◆ **WHAT IS EXPECTED**: From the entries that follow, gather each line holding the word "wall".

◆ **ENTRIES SUPPLIED**:
+--

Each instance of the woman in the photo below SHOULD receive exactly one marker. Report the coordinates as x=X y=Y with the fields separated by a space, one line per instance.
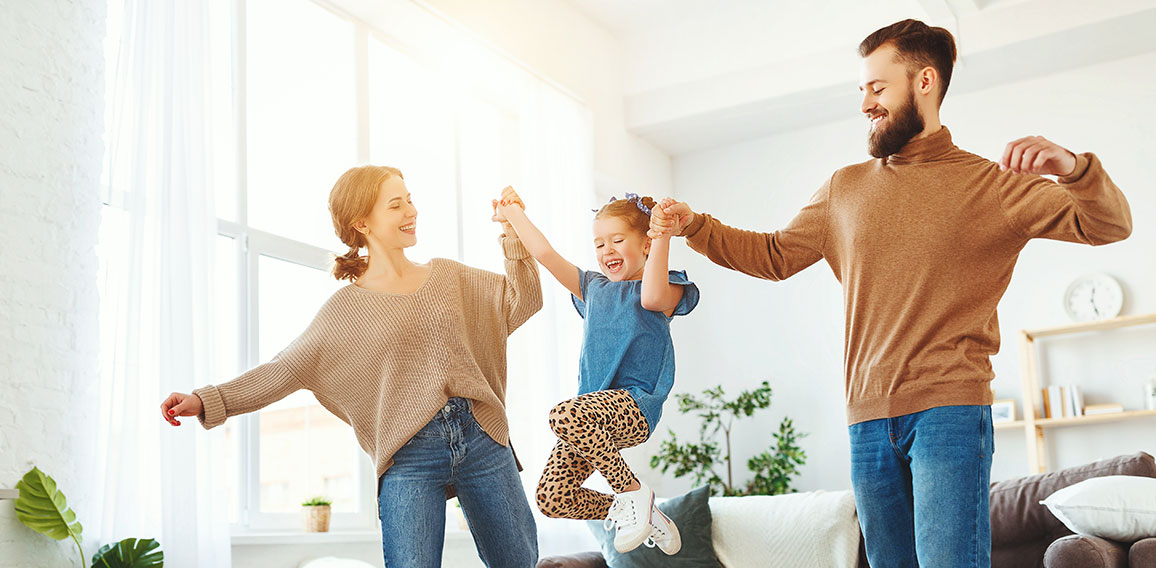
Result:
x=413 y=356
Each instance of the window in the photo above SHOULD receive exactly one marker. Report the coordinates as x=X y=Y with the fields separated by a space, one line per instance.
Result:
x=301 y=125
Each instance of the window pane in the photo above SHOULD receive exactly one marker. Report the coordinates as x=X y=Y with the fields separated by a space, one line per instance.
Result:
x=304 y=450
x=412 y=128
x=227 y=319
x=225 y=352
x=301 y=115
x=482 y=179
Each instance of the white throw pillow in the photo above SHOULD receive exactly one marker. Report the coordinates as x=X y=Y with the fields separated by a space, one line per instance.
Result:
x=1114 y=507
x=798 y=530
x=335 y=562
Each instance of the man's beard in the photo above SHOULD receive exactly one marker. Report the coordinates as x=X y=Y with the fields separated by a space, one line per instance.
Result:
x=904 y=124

+--

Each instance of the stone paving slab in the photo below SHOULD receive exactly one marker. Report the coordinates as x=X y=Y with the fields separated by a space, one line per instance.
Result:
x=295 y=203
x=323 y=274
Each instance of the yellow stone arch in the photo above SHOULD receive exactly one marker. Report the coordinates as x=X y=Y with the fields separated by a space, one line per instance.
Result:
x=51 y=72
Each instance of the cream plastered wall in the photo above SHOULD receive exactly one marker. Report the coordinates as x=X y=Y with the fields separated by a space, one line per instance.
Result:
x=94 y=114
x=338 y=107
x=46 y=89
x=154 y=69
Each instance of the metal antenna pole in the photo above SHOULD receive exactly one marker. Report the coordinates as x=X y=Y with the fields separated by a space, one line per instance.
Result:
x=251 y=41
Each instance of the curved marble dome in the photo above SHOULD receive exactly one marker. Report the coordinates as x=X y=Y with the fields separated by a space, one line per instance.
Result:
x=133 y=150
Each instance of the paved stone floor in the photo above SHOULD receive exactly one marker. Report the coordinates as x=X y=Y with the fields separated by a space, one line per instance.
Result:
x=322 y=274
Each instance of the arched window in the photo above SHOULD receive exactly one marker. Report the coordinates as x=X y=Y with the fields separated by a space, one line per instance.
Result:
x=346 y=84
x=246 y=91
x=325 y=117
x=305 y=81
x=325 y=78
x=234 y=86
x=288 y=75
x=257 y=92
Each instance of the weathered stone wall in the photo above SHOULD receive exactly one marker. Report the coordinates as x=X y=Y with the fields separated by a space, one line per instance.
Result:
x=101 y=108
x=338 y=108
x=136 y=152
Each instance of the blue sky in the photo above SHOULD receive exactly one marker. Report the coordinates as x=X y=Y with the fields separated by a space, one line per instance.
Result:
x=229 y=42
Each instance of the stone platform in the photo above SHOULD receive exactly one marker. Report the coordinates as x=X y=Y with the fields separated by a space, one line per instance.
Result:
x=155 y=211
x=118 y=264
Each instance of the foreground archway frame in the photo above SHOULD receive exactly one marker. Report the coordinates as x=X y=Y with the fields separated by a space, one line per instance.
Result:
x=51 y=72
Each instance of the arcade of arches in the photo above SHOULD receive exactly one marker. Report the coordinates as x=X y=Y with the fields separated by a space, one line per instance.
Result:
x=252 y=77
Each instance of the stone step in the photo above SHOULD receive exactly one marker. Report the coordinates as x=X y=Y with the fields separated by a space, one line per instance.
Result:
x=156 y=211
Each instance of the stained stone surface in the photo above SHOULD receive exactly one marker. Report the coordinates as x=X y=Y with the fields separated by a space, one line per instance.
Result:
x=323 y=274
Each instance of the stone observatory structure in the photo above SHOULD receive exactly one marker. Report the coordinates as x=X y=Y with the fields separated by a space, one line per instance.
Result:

+--

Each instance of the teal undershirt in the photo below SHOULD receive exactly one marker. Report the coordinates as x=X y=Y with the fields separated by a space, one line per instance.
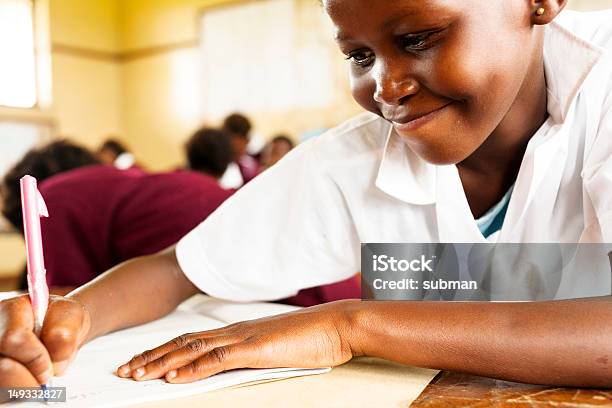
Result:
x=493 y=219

+--

◆ **ANSWER SPACE**:
Each instance of the cream plastered wall in the photo above SHOULD receive exactly one marker. Report the coordinates as x=X y=Y with the fields separated by a space, one line per instance.
Each instance of the weathered stone wall in the photo above SHOULD receive exactly one marker. Report the coordinates as x=X y=Y with the fields separated by a space, one line per instance.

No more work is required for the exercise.